Please express the records below as a Markdown table with the columns Row and Line, giving each line its own numbered row and leaving out any blank lines.

Coordinate annotation records
------
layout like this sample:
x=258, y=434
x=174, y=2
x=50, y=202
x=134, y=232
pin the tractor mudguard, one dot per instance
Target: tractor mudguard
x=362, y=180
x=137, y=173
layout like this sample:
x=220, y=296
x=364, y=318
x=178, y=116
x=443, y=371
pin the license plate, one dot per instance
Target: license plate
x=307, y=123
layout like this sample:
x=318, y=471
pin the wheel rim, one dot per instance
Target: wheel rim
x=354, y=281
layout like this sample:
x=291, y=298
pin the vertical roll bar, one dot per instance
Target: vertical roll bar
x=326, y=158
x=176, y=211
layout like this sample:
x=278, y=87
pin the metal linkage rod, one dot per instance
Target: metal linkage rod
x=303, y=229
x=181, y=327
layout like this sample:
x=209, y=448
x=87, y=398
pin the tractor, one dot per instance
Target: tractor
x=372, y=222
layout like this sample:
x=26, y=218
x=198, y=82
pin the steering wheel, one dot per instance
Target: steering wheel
------
→ **Response for this exercise**:
| Row | Line |
|---|---|
| 1 | layout like this sample: |
| 2 | x=258, y=434 |
| 3 | x=174, y=2 |
| 4 | x=50, y=202 |
| 5 | x=134, y=232 |
| 6 | pin the tractor mudguard, one dot per instance |
| 7 | Target: tractor mudguard |
| 8 | x=362, y=180 |
| 9 | x=137, y=173 |
| 10 | layout like this sample: |
| 11 | x=220, y=296 |
| 12 | x=364, y=318 |
| 13 | x=178, y=116 |
| 14 | x=443, y=371 |
| 15 | pin the license plate, one dot per instance |
| 16 | Target: license plate |
| 17 | x=307, y=123 |
| 18 | layout like this sample: |
| 19 | x=318, y=471 |
| 20 | pin the wheel rim, one dot per instance |
| 21 | Target: wheel rim |
| 22 | x=354, y=281 |
| 23 | layout like this sample: |
| 24 | x=291, y=298 |
| 25 | pin the vertical roll bar, one dot per instance |
| 26 | Target: vertical roll bar |
| 27 | x=326, y=158 |
| 28 | x=176, y=211 |
| 29 | layout like this sample: |
| 30 | x=278, y=87 |
| 31 | pin the metal linkage rod, one dot per instance |
| 32 | Target: metal linkage rod |
| 33 | x=303, y=229 |
| 34 | x=181, y=327 |
| 35 | layout like this sample: |
| 36 | x=209, y=448 |
| 37 | x=87, y=398 |
| 38 | pin the tractor, one dot per instance |
| 39 | Target: tractor |
| 40 | x=372, y=222 |
| 41 | layout like this sample: |
| 42 | x=26, y=218 |
| 43 | x=198, y=82 |
| 44 | pin the steering wheel, one dot per instance |
| 45 | Target: steering wheel |